- Work to do -
Output the material below in full, exactly as it is.

____________

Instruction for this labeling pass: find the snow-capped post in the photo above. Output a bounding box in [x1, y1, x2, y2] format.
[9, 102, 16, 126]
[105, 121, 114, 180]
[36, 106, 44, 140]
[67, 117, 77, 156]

____________

- The output -
Instruction for this labeling pass: find the snow-capped post in the photo above. Output a bounding box in [x1, y1, x2, y2] format.
[9, 102, 16, 126]
[105, 121, 114, 180]
[36, 106, 44, 140]
[67, 117, 77, 156]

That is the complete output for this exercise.